> Goal:
Reproduce every line of the following material verbatim, without altering, omitting, or adding anything.

- - - - - - -

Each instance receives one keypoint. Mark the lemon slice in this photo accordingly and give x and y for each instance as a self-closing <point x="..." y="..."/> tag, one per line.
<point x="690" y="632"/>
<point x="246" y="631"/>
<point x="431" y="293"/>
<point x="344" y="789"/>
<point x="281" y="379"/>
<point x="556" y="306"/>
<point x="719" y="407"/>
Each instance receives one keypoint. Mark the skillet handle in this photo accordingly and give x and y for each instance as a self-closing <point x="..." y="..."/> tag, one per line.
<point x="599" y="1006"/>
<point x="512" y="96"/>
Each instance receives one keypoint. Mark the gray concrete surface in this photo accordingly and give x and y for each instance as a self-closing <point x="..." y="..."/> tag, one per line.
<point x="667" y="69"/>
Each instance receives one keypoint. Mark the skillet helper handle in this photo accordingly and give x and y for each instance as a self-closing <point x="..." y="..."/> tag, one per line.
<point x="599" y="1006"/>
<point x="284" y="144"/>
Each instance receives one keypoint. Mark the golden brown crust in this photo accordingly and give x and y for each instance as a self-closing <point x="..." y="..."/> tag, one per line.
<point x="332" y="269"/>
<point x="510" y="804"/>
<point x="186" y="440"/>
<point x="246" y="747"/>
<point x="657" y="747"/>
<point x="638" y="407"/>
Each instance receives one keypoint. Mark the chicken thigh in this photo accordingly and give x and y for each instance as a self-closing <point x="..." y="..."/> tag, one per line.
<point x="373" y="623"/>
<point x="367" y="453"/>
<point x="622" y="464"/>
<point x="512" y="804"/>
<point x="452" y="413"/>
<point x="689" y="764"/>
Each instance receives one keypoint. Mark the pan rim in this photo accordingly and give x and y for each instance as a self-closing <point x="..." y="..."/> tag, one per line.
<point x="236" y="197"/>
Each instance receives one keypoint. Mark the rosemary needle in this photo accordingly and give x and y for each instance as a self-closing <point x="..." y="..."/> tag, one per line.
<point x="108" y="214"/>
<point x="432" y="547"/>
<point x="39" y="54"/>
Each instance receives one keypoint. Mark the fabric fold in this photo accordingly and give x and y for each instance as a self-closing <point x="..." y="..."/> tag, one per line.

- - - - - - -

> Task solution:
Each instance receives one keypoint. Mark the lemon slice in this photo accordingly and give x and y for each instance as a self-closing <point x="..." y="..."/> tag, one per line.
<point x="690" y="632"/>
<point x="246" y="631"/>
<point x="431" y="293"/>
<point x="344" y="789"/>
<point x="281" y="379"/>
<point x="556" y="306"/>
<point x="719" y="407"/>
Each instance receives one keypoint. Mark the skillet handle in this photo accordingly and give x and y for each instance as a self-closing <point x="..." y="..."/> tag, one per line.
<point x="599" y="1006"/>
<point x="512" y="96"/>
Each instance receives one keypoint. Mark the gray concrete surface in this photo accordingly and give x and y for each instance as a self-closing <point x="..." y="..."/> tag, one per line.
<point x="667" y="69"/>
Each instance receives one keypoint. Mark the skillet helper handle in this photo accordingly and give x and y for each instance as a self-closing <point x="..." y="..."/> tag, one per line.
<point x="599" y="1006"/>
<point x="284" y="144"/>
Each instance receives one keypoint. Mark the golden brown crust in this photo accordingly and give x and y for each instance as a self-closing <point x="..." y="..."/> tag, one per line.
<point x="332" y="269"/>
<point x="510" y="804"/>
<point x="186" y="440"/>
<point x="246" y="747"/>
<point x="657" y="747"/>
<point x="638" y="407"/>
Each instance receives one keypoint. Mark the chicken thigh in this photo accordingly and give x and y for each instance as a self-closing <point x="..." y="..."/> tag, one per line.
<point x="373" y="623"/>
<point x="367" y="453"/>
<point x="622" y="464"/>
<point x="512" y="804"/>
<point x="452" y="413"/>
<point x="689" y="764"/>
Each instance receives one keypoint. Mark the pan rim in this photo accordingly and give x and y for each instance as a self-closing <point x="..." y="..."/> tag, one per line.
<point x="236" y="197"/>
Each instance receives one keypoint. Mark the rosemary needle in this photo accordingly and give x and y for each instance as a self-closing <point x="..." y="..."/> tag, one per line.
<point x="108" y="214"/>
<point x="432" y="547"/>
<point x="39" y="54"/>
Each instance receives one keypoint. Mark the fabric fold in this photo accordingly and give x and y for each instance as a self-closing <point x="..." y="..."/> tag, one per line.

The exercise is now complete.